What you need to do: Pull out each line of the data that includes the word "concrete".

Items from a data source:

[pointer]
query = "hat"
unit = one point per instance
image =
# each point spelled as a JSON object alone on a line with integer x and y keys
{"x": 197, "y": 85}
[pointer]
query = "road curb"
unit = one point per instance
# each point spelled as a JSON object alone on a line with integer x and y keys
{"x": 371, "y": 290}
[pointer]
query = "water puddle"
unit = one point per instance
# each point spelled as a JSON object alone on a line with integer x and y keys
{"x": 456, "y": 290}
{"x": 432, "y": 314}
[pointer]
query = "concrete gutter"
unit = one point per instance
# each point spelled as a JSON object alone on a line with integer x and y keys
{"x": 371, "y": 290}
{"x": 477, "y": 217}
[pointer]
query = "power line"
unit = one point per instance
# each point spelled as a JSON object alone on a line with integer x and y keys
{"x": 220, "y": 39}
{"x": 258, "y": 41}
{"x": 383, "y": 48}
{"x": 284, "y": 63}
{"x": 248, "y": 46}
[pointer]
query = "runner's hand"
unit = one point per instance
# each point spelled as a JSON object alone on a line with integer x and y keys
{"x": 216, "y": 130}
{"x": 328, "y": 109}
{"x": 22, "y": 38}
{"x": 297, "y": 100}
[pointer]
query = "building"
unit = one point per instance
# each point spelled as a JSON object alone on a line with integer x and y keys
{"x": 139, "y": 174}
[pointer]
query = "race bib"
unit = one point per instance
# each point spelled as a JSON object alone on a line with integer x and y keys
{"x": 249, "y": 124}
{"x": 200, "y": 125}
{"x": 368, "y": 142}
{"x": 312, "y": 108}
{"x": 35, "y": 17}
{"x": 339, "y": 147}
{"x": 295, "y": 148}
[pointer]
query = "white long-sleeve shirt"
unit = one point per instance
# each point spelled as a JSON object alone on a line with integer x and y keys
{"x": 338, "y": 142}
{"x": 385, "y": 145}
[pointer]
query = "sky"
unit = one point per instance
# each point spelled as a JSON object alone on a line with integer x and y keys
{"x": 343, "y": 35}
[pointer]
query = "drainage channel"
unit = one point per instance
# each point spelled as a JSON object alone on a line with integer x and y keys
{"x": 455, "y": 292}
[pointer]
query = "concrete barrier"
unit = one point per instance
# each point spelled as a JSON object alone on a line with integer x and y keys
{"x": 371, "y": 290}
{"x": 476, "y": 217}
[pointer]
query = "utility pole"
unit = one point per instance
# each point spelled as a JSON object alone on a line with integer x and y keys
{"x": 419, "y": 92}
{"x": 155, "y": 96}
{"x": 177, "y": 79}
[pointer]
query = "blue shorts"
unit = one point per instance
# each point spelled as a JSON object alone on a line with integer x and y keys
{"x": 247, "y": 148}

Solution to the problem:
query = "concrete gutter"
query = "concrete barrier"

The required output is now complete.